WRITTEN REQUEST A | In the excerpt on type conversion and the call stack, what is the conversion of data from a lower type to a higher type called?

──────── EXCERPT

Unsigned Long Long Int(eger)%llu

Long Long Int%lld

Unsigned Long Int%lu

Long Int%ld

Unsigned Int%u

Int%d

Unsigned Short%hu

Short%hd

char(aracter)%c
  • The conversion of a data from a lower type to a higher type is called promotion or type promotion. The rules used to perform argument coercion that results in type promotion are thus designated as argument promotion rules.
  • To convert an argument from a higher type to a lower type, then a cast operator is used.
  • The values in the arguments are converted to the data type of the function parameter, and this can lead to a higher data type being converted to a lower data type e.g a double value is converted into a int value. As mentioned, this leads to errors.
  • When converting a value, the compiler first makes a temporary copy of the value and then converts the type of this copy. This leaves the initial/original value intact.

Call Stack, Stack Frames, and Stack Overflow

  • Data Structure is a collection of related data items that have been grouped together in an organized format to allow for easy access of the stored data, as well as addition or removal of data items.
  • Function calls are items that can be grouped together to form a data structure called a function call stack. In this stack, the first call made by the caller is forms the base of the stack and the next function call made by the called function is placed atop the first call. This ordering of calls in the stack allows for sequential execution of the functions in a program. For this reason, the function call stack is also called a program execution stack.
  • In the call stack, a new function call is placed at the top of the stack, and this is called pushing a call onto the function-call stack. When the called function executes its statements and returns control to the caller function, its (i.e called function) call is removed from the stack, and this is described as popping the call off the function-call stack. This ensures that the most recent called function executes its statements before program control is returned to its caller function. In effect, it ensures that the last function call is the first call that is popped off the stack, which makes the call stack as Last-In, First-Out (LIFO) data structure.
  • Each called function has its own local variables that need to be created and maintained when the function is being executed, and then destroyed upon completion of execution.
  • When a new function call is made, a new entry called the stack frame is made and added to the call stack. The stack frame contains the return address of the caller which ensures that when the called function completes its execution, it returns control to the caller function. It is this stack frame that is popped off the stack when the call function completes its task and successfully returns program control to the caller. This ensures that the function that is currently executing a task is at the top of the call stack.
  • The stack frame reserves memory for the local variables of a function. This ensures that local variables of the calling function are maintained when the called function is executing its task. When the called function returns control to the caller and its stack frame is popped off, then its local variables are lost and are not known to the caller. This explains why local variables in the called function are not recognized by the caller function. This is because the variables are located in a different stack frames.

────────────────

WRITTEN REQUEST B | Please render the lines of the records, from the line holding "the **dog's black nose**?" through the line holding "51 147 L 47", inclusive, as a numbered list with blank lines omitted.

──────── DATA LINES

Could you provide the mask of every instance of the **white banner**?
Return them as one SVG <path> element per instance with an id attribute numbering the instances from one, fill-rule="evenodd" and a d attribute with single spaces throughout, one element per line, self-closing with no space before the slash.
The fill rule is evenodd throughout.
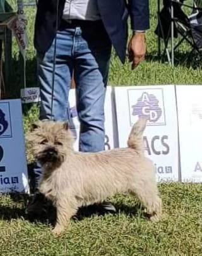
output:
<path id="1" fill-rule="evenodd" d="M 114 91 L 112 87 L 108 87 L 105 95 L 105 150 L 117 147 L 118 135 L 117 121 L 115 114 Z M 71 131 L 74 135 L 74 149 L 78 150 L 80 122 L 76 111 L 75 89 L 71 89 L 69 94 L 69 105 L 71 115 L 70 125 Z"/>
<path id="2" fill-rule="evenodd" d="M 0 101 L 0 193 L 28 192 L 20 100 Z"/>
<path id="3" fill-rule="evenodd" d="M 176 85 L 181 176 L 202 182 L 202 86 Z"/>
<path id="4" fill-rule="evenodd" d="M 116 87 L 119 147 L 127 145 L 133 124 L 146 116 L 146 155 L 155 163 L 159 182 L 179 180 L 177 117 L 173 85 Z"/>

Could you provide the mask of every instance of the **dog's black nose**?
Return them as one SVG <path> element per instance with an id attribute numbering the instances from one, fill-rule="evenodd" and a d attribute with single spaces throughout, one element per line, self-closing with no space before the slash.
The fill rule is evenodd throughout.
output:
<path id="1" fill-rule="evenodd" d="M 51 147 L 47 149 L 46 154 L 48 156 L 52 157 L 53 155 L 56 155 L 57 152 L 54 148 Z"/>

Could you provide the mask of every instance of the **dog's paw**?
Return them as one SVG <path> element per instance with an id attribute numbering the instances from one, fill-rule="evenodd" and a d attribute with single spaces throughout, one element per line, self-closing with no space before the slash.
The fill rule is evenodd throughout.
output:
<path id="1" fill-rule="evenodd" d="M 61 235 L 62 231 L 64 230 L 63 228 L 59 226 L 56 226 L 53 229 L 52 229 L 52 233 L 56 236 L 59 236 Z"/>
<path id="2" fill-rule="evenodd" d="M 152 222 L 157 222 L 162 219 L 160 215 L 154 214 L 150 216 L 150 221 Z"/>

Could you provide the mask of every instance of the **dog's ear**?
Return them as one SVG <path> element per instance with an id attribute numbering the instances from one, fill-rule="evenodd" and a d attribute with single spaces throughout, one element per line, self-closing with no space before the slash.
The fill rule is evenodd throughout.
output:
<path id="1" fill-rule="evenodd" d="M 62 124 L 62 128 L 64 129 L 64 130 L 69 130 L 69 123 L 68 121 L 66 121 L 66 122 L 64 122 L 64 123 L 63 123 L 63 124 Z"/>

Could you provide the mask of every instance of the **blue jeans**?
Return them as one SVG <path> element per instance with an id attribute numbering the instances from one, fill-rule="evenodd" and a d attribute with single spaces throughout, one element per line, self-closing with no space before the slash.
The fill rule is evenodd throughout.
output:
<path id="1" fill-rule="evenodd" d="M 69 119 L 68 92 L 74 72 L 77 111 L 81 123 L 80 150 L 104 149 L 104 99 L 111 43 L 101 21 L 62 22 L 57 34 L 52 119 Z M 40 119 L 51 118 L 54 40 L 45 53 L 37 52 L 40 87 Z"/>

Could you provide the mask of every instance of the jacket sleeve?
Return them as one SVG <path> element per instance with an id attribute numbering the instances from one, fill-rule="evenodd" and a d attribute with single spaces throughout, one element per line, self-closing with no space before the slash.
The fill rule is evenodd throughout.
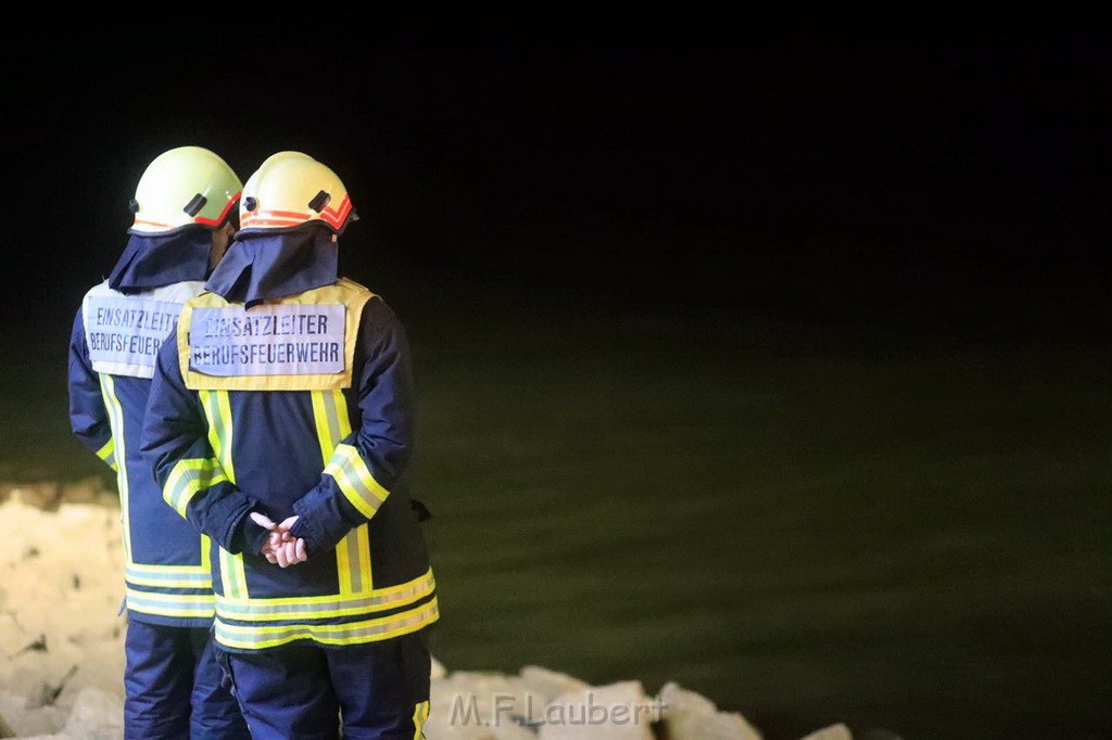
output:
<path id="1" fill-rule="evenodd" d="M 85 338 L 85 319 L 81 309 L 73 318 L 69 347 L 69 403 L 70 429 L 81 444 L 97 453 L 112 470 L 116 462 L 116 441 L 108 421 L 108 409 L 100 390 L 100 376 L 92 369 L 89 344 Z"/>
<path id="2" fill-rule="evenodd" d="M 266 530 L 247 518 L 256 501 L 228 480 L 212 452 L 200 401 L 181 378 L 176 336 L 177 328 L 155 366 L 142 424 L 143 459 L 175 511 L 225 550 L 257 554 Z"/>
<path id="3" fill-rule="evenodd" d="M 336 547 L 369 521 L 410 457 L 414 380 L 405 328 L 373 298 L 358 341 L 354 384 L 361 422 L 336 447 L 317 486 L 294 504 L 298 520 L 290 533 L 305 538 L 310 551 Z"/>

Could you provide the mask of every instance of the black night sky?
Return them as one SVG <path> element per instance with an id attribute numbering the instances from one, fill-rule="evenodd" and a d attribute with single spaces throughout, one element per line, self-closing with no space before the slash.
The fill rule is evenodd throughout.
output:
<path id="1" fill-rule="evenodd" d="M 143 166 L 192 142 L 244 179 L 278 149 L 332 166 L 363 216 L 347 259 L 380 272 L 1091 324 L 1112 232 L 1106 29 L 1017 17 L 12 32 L 6 189 L 28 241 L 4 289 L 72 296 L 110 268 Z"/>
<path id="2" fill-rule="evenodd" d="M 523 560 L 550 558 L 539 572 L 572 593 L 629 572 L 646 579 L 634 591 L 671 593 L 654 578 L 695 591 L 704 581 L 683 570 L 687 548 L 734 548 L 706 583 L 734 578 L 763 582 L 773 597 L 797 588 L 834 602 L 830 612 L 801 609 L 807 619 L 783 642 L 756 631 L 748 586 L 724 586 L 721 611 L 699 602 L 704 611 L 666 624 L 691 643 L 691 686 L 752 709 L 770 739 L 842 716 L 856 728 L 907 728 L 909 738 L 946 737 L 932 732 L 935 720 L 967 721 L 964 737 L 1108 730 L 1106 703 L 1098 704 L 1109 646 L 1094 636 L 1108 629 L 1109 471 L 1108 456 L 1092 451 L 1108 450 L 1112 418 L 1112 27 L 1022 3 L 989 20 L 841 6 L 737 18 L 694 8 L 652 18 L 364 10 L 335 30 L 308 16 L 305 28 L 265 29 L 252 9 L 232 10 L 215 30 L 4 32 L 0 327 L 3 346 L 27 359 L 11 376 L 13 393 L 50 394 L 43 413 L 53 414 L 6 432 L 6 472 L 18 470 L 11 458 L 54 437 L 82 460 L 75 470 L 93 464 L 64 428 L 62 353 L 81 296 L 126 243 L 127 203 L 150 160 L 203 146 L 246 180 L 269 154 L 299 150 L 340 176 L 360 216 L 340 240 L 344 272 L 415 329 L 434 417 L 424 470 L 437 482 L 430 499 L 443 529 L 431 531 L 446 563 L 444 602 L 455 610 L 446 609 L 440 637 L 446 656 L 488 654 L 480 637 L 489 614 L 476 593 L 495 588 L 473 588 L 460 564 L 471 562 L 473 540 L 453 527 L 475 527 L 484 544 L 517 537 Z M 505 328 L 517 308 L 529 331 Z M 598 323 L 583 321 L 587 311 L 599 312 Z M 468 329 L 456 334 L 465 313 Z M 613 333 L 589 334 L 604 324 Z M 657 326 L 684 333 L 649 336 L 649 349 L 613 356 L 597 339 Z M 576 334 L 583 327 L 587 339 Z M 793 339 L 790 327 L 805 330 Z M 874 347 L 897 337 L 903 349 L 845 359 L 840 338 L 864 347 L 874 336 Z M 920 357 L 921 336 L 961 347 L 940 359 L 924 342 Z M 823 343 L 814 358 L 812 338 Z M 794 354 L 778 357 L 787 346 Z M 642 349 L 649 359 L 638 364 Z M 563 363 L 572 370 L 560 374 Z M 608 437 L 612 422 L 626 424 L 625 437 Z M 502 444 L 486 450 L 490 468 L 466 447 L 488 432 Z M 668 433 L 674 442 L 662 442 Z M 644 458 L 592 457 L 612 443 Z M 547 460 L 548 450 L 566 460 Z M 556 483 L 529 478 L 549 462 L 575 482 L 545 488 Z M 644 470 L 661 473 L 658 490 L 628 482 Z M 579 494 L 592 510 L 619 473 L 631 496 L 656 493 L 676 509 L 631 534 L 614 560 L 604 558 L 609 534 L 589 528 L 576 532 L 580 550 L 560 552 L 568 531 L 558 517 L 573 517 L 572 507 L 552 501 Z M 484 480 L 505 497 L 495 499 L 503 526 L 470 506 L 470 481 Z M 714 514 L 698 529 L 683 529 L 687 497 Z M 634 506 L 644 514 L 641 499 Z M 767 528 L 749 524 L 748 539 L 725 530 L 744 529 L 759 506 Z M 525 513 L 536 519 L 518 527 L 514 517 Z M 825 547 L 832 521 L 857 539 L 836 552 L 800 544 Z M 549 538 L 523 534 L 528 527 Z M 807 527 L 820 532 L 813 540 Z M 945 557 L 961 551 L 953 567 L 927 546 L 915 549 L 915 538 L 931 544 L 951 530 L 972 532 L 945 540 Z M 783 572 L 843 572 L 845 582 L 822 591 L 816 582 L 833 581 L 793 583 L 763 570 L 758 544 L 774 551 L 797 534 Z M 649 547 L 645 538 L 656 539 Z M 634 570 L 623 560 L 634 552 L 658 570 Z M 875 561 L 855 559 L 861 552 Z M 837 571 L 843 556 L 851 564 Z M 864 618 L 810 621 L 856 613 L 837 611 L 838 589 L 867 580 L 874 562 L 897 563 L 891 578 L 915 587 L 880 632 Z M 1069 576 L 1054 570 L 1062 562 L 1073 563 L 1062 567 Z M 990 572 L 1012 566 L 1000 578 Z M 960 580 L 969 568 L 987 573 L 970 577 L 984 590 Z M 476 579 L 508 579 L 476 570 Z M 1090 582 L 1092 573 L 1105 578 Z M 1050 583 L 1041 591 L 1040 578 Z M 506 661 L 533 660 L 523 651 L 536 648 L 536 660 L 559 667 L 566 658 L 569 672 L 642 670 L 622 662 L 614 640 L 594 651 L 546 642 L 566 634 L 554 622 L 567 603 L 522 582 L 506 590 L 524 603 L 514 602 L 520 620 L 507 623 L 537 630 Z M 662 613 L 673 608 L 657 598 Z M 628 604 L 590 603 L 597 611 L 585 619 L 620 631 Z M 950 617 L 953 629 L 940 621 Z M 792 627 L 782 621 L 766 634 Z M 904 624 L 919 632 L 907 637 Z M 659 640 L 673 650 L 661 663 L 681 643 Z M 767 662 L 746 662 L 752 654 Z M 875 661 L 854 663 L 857 654 Z M 900 656 L 907 672 L 885 680 Z M 715 662 L 724 657 L 741 667 Z M 468 667 L 483 668 L 478 660 Z M 1056 661 L 1059 682 L 1045 661 Z M 661 663 L 645 676 L 668 678 L 674 663 Z M 758 664 L 784 682 L 747 672 Z M 785 699 L 796 686 L 798 706 Z M 981 704 L 983 691 L 995 693 Z"/>

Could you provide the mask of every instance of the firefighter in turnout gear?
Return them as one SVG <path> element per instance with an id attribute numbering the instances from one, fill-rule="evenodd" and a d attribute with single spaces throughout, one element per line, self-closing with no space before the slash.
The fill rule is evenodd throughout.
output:
<path id="1" fill-rule="evenodd" d="M 214 542 L 216 648 L 257 740 L 420 738 L 429 710 L 409 346 L 339 277 L 355 220 L 331 169 L 268 158 L 159 351 L 143 429 L 166 502 Z"/>
<path id="2" fill-rule="evenodd" d="M 201 147 L 163 152 L 130 208 L 127 247 L 73 320 L 73 433 L 117 473 L 123 524 L 125 734 L 248 738 L 212 651 L 211 543 L 162 500 L 140 453 L 142 416 L 163 340 L 202 289 L 238 221 L 242 183 Z"/>

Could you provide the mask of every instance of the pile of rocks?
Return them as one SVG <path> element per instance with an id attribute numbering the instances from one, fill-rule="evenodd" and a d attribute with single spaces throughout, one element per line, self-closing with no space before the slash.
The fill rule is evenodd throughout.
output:
<path id="1" fill-rule="evenodd" d="M 91 487 L 90 487 L 91 488 Z M 123 737 L 119 507 L 57 488 L 3 490 L 0 738 Z M 61 500 L 59 500 L 61 499 Z M 29 502 L 30 501 L 30 502 Z M 448 671 L 434 660 L 428 740 L 761 740 L 736 712 L 665 684 L 590 686 L 537 666 Z M 807 740 L 851 740 L 842 724 Z"/>

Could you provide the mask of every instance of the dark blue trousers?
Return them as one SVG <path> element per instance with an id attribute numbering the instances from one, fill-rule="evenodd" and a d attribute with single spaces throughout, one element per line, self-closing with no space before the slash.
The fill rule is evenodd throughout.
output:
<path id="1" fill-rule="evenodd" d="M 248 740 L 235 697 L 222 686 L 211 632 L 135 619 L 125 638 L 127 740 Z"/>
<path id="2" fill-rule="evenodd" d="M 364 646 L 217 647 L 255 740 L 414 740 L 428 718 L 425 630 Z"/>

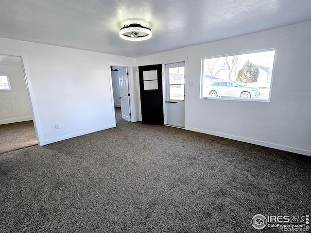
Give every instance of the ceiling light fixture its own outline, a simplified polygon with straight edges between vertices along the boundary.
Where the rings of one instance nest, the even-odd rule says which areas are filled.
[[[120,37],[131,41],[146,40],[151,38],[151,29],[143,27],[138,23],[124,25],[120,29]]]

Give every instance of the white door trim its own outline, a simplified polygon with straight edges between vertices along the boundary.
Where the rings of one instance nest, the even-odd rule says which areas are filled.
[[[112,77],[111,77],[111,71],[110,71],[110,67],[125,67],[127,68],[127,70],[128,71],[128,76],[127,76],[127,81],[128,81],[128,91],[129,91],[129,93],[130,94],[130,109],[131,111],[131,113],[132,114],[131,117],[131,121],[132,122],[135,122],[137,121],[138,121],[139,119],[138,118],[137,118],[137,114],[136,114],[137,113],[137,109],[136,109],[136,108],[135,107],[135,105],[134,105],[134,103],[135,103],[135,102],[134,101],[135,100],[134,100],[134,93],[135,93],[134,91],[133,90],[133,88],[134,88],[134,84],[133,84],[133,81],[132,80],[132,77],[133,77],[132,76],[132,74],[133,73],[133,67],[132,66],[132,65],[129,65],[129,64],[120,64],[120,63],[108,63],[108,68],[109,68],[109,77],[110,77],[110,90],[111,90],[111,97],[112,97],[112,106],[113,106],[113,116],[114,116],[114,119],[116,119],[116,116],[115,114],[115,110],[114,110],[114,101],[113,100],[113,90],[112,88]]]
[[[39,146],[43,145],[44,145],[43,136],[40,126],[41,125],[39,123],[39,114],[37,109],[37,104],[35,102],[35,93],[34,92],[34,89],[33,89],[27,55],[24,52],[4,50],[0,50],[0,54],[20,57],[22,67],[24,70],[24,78],[28,93],[29,101],[30,102],[30,107],[33,115],[33,120],[34,121],[34,126],[35,126],[35,130],[37,136],[38,145]]]
[[[185,63],[185,128],[181,129],[187,129],[187,96],[188,93],[188,85],[187,85],[187,82],[188,82],[188,77],[190,77],[189,76],[189,74],[188,73],[188,65],[187,62],[188,60],[188,57],[180,57],[179,58],[175,58],[173,59],[167,60],[165,61],[162,61],[160,63],[162,64],[162,83],[166,83],[167,77],[166,77],[166,65],[170,64],[172,63],[177,63],[178,62],[184,62]],[[166,106],[166,103],[165,102],[167,101],[166,99],[166,85],[162,85],[163,86],[163,106]],[[164,95],[164,94],[165,94]],[[163,108],[164,114],[164,125],[167,125],[167,108]]]

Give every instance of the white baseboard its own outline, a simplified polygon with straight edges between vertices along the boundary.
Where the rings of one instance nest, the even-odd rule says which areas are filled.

────────────────

EXERCISE OUTPUT A | Promotion, or type promotion.

EXERCISE OUTPUT B |
1. Could you provide the mask of every instance of the **dog's black nose**?
2. Return them as one SVG <path> element per instance with an id attribute numbering the instances from one, fill-rule="evenodd" and a d attribute with single spaces throughout, one element per line, self-closing with no space before the slash.
3. The fill rule is evenodd throughout.
4. output:
5. <path id="1" fill-rule="evenodd" d="M 51 147 L 47 149 L 46 154 L 48 156 L 52 157 L 53 155 L 56 155 L 57 152 L 54 148 Z"/>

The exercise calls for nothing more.